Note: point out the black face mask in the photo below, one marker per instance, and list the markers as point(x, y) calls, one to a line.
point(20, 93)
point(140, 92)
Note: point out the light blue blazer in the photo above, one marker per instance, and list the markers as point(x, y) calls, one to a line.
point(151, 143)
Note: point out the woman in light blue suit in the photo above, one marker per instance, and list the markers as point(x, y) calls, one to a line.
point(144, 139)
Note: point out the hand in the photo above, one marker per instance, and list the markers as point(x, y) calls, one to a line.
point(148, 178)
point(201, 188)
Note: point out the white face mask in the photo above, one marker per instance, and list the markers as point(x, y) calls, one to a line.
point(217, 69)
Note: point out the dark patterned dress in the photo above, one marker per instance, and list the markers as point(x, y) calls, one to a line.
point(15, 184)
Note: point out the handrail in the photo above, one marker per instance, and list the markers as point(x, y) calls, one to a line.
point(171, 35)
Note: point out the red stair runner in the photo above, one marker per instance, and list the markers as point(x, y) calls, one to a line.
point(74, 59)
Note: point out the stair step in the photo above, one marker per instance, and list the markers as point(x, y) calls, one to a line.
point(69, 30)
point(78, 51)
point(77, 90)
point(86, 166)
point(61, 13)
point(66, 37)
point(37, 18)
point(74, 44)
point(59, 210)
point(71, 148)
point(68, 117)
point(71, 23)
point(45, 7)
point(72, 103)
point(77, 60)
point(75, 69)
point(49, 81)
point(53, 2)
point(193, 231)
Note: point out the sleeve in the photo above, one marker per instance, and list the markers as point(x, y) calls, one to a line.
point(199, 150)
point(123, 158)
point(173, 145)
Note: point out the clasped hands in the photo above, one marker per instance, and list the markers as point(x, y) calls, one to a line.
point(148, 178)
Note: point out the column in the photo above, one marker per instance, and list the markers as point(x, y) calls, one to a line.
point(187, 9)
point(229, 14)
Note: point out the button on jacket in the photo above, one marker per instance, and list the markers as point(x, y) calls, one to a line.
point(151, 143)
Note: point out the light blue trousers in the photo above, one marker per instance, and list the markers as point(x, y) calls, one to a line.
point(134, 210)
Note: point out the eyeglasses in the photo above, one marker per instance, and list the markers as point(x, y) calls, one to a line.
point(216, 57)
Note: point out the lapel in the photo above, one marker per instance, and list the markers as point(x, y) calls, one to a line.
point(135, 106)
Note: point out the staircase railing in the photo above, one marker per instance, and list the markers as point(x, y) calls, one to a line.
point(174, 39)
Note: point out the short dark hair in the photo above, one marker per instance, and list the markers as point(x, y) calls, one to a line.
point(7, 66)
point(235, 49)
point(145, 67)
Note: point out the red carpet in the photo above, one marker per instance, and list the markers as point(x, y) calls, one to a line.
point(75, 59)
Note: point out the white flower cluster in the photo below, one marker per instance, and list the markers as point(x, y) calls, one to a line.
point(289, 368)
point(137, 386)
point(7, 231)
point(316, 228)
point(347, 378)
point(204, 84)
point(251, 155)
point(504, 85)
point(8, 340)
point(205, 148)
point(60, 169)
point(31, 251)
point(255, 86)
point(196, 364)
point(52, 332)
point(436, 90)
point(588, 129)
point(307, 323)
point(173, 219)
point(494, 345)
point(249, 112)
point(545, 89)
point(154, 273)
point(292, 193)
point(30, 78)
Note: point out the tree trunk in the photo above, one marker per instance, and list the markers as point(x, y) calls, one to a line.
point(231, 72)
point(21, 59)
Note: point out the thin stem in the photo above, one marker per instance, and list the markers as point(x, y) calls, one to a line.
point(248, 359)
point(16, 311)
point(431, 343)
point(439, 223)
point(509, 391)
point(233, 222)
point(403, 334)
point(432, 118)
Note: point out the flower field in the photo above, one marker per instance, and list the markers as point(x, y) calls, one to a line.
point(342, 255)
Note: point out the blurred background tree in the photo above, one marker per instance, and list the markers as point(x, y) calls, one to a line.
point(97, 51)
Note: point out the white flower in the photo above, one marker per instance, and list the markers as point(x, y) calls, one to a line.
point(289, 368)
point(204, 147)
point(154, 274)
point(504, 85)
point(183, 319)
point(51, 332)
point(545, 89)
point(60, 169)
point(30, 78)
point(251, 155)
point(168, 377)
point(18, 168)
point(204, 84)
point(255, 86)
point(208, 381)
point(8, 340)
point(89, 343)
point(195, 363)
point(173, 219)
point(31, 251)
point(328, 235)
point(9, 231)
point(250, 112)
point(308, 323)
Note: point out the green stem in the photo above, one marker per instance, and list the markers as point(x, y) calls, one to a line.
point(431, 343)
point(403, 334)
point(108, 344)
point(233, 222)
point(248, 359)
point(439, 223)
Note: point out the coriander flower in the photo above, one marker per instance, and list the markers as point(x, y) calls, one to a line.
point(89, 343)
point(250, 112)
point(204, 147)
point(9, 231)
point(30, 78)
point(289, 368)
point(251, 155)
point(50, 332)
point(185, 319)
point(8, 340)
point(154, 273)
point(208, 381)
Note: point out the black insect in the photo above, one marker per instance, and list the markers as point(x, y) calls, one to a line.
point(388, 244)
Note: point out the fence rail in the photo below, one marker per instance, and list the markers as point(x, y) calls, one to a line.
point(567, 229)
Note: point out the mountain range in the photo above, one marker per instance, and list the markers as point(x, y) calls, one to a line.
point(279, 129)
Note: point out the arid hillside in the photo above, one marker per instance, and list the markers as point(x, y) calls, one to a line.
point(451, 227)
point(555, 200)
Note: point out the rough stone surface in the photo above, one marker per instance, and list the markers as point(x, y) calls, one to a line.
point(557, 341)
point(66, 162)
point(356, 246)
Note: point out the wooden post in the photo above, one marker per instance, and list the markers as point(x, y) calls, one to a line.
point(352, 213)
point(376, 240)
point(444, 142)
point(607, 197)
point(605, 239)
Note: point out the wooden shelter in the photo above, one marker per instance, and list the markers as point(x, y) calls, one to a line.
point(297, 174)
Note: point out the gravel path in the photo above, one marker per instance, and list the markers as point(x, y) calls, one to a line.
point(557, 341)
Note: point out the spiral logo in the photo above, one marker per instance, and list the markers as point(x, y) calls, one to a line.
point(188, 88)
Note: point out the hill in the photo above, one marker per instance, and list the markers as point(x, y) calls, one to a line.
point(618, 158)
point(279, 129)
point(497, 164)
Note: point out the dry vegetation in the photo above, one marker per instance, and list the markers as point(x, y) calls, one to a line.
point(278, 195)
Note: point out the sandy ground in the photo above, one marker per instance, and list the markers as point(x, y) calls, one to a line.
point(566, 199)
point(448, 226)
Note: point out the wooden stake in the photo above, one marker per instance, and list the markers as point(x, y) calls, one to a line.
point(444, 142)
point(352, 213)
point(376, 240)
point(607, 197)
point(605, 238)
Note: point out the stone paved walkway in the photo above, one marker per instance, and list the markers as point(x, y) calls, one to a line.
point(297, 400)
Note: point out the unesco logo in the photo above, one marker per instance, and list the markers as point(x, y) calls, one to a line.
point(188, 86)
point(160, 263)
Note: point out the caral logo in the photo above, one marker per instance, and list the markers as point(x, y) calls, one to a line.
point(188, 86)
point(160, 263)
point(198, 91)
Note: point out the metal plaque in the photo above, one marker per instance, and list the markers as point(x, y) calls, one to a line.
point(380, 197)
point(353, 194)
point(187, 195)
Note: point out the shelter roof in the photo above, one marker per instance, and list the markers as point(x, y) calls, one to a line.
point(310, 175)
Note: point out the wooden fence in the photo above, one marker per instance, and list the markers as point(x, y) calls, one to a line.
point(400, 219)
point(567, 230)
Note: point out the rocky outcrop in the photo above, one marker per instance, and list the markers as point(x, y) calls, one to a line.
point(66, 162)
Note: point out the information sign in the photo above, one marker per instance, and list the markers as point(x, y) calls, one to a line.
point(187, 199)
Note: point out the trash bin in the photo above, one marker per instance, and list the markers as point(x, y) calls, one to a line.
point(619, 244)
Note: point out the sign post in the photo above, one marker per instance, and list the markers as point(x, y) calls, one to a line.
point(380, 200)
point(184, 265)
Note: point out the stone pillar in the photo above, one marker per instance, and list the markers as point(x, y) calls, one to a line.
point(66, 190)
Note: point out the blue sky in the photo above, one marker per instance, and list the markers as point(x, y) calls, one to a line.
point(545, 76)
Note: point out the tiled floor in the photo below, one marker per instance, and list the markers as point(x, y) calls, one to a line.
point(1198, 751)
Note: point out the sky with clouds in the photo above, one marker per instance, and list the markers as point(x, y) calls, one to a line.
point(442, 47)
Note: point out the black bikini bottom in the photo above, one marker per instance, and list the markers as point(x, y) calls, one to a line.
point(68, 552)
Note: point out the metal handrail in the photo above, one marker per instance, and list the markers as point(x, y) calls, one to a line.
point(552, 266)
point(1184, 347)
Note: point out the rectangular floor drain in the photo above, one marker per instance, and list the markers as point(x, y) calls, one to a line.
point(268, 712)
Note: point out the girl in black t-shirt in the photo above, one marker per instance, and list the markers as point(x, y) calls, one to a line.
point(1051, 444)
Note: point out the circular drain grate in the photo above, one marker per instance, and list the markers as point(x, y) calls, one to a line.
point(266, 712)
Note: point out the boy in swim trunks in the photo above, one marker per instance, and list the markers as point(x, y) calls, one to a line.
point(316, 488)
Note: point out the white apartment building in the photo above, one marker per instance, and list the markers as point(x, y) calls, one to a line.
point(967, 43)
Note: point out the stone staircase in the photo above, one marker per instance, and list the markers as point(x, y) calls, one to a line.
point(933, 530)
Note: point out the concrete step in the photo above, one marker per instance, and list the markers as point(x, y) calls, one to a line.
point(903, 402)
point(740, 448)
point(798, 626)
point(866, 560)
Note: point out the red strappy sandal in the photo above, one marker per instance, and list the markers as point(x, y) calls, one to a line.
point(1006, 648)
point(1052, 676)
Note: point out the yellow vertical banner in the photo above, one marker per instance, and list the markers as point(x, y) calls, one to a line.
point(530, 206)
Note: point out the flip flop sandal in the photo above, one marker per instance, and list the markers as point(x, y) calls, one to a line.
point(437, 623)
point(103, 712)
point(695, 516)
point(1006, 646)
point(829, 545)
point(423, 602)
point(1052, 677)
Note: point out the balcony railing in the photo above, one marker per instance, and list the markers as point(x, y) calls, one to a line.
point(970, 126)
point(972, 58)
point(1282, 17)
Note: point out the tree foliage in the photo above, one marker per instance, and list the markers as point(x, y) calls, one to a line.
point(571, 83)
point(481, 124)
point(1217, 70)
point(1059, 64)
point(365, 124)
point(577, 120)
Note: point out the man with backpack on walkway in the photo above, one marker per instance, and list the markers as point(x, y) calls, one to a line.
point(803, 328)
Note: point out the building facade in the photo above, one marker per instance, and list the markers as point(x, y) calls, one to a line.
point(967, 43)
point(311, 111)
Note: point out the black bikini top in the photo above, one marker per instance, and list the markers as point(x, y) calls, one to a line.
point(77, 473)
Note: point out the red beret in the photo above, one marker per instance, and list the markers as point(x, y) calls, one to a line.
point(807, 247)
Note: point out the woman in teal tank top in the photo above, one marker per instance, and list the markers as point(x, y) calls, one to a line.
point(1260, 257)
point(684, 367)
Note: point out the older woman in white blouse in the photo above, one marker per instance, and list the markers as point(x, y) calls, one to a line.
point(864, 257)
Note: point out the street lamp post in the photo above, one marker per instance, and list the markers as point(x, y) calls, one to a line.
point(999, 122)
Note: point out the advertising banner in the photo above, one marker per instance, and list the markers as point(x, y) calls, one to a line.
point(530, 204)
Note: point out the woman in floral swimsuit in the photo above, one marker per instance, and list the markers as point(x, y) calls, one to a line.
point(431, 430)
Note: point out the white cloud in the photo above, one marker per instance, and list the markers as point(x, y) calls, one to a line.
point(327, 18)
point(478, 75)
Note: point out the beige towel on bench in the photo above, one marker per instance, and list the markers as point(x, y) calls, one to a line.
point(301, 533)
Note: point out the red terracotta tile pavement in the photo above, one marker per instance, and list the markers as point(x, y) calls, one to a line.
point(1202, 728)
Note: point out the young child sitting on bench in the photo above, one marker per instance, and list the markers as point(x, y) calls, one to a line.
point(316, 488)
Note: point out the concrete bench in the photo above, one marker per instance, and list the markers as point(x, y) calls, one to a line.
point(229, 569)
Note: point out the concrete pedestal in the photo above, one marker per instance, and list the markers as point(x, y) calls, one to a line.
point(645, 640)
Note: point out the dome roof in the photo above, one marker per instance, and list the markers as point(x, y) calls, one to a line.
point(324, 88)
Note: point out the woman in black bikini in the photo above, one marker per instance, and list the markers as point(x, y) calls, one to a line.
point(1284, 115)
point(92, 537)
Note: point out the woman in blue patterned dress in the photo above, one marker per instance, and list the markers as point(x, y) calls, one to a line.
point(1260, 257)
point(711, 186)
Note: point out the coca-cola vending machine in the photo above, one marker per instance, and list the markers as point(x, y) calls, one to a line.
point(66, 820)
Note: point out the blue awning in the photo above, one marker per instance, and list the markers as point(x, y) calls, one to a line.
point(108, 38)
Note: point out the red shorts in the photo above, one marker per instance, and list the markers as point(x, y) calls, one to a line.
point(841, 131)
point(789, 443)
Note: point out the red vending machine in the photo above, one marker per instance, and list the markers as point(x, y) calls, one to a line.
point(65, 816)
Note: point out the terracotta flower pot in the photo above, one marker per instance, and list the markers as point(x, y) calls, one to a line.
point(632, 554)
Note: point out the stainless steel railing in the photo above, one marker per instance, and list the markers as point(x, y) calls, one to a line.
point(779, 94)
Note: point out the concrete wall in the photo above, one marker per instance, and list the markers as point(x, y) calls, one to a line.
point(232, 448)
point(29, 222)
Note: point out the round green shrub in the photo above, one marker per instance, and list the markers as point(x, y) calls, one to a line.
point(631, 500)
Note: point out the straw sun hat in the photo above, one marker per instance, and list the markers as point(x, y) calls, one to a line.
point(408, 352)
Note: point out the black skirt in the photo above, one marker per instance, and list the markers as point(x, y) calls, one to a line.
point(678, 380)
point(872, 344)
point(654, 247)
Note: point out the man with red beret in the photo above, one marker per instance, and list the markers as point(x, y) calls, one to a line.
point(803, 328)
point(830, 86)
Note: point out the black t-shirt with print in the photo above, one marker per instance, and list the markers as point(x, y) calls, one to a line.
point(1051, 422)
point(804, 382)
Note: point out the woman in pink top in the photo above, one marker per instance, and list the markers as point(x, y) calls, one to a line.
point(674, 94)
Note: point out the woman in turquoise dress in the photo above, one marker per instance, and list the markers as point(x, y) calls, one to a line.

EXERCISE DIRECTIONS: Set down exactly the lines beginning at the one that holds "Note: point out the woman in pink" and ending with the last line of the data.

ANSWER SPACE:
Note: point out the woman in pink top in the photo above, one marker per instance, and list the markers as point(x, y) calls, one to a line.
point(674, 94)
Note: point out the woman in turquoise dress in the photo above, one marker per instance, and list the markers as point(x, y) calls, one to a line.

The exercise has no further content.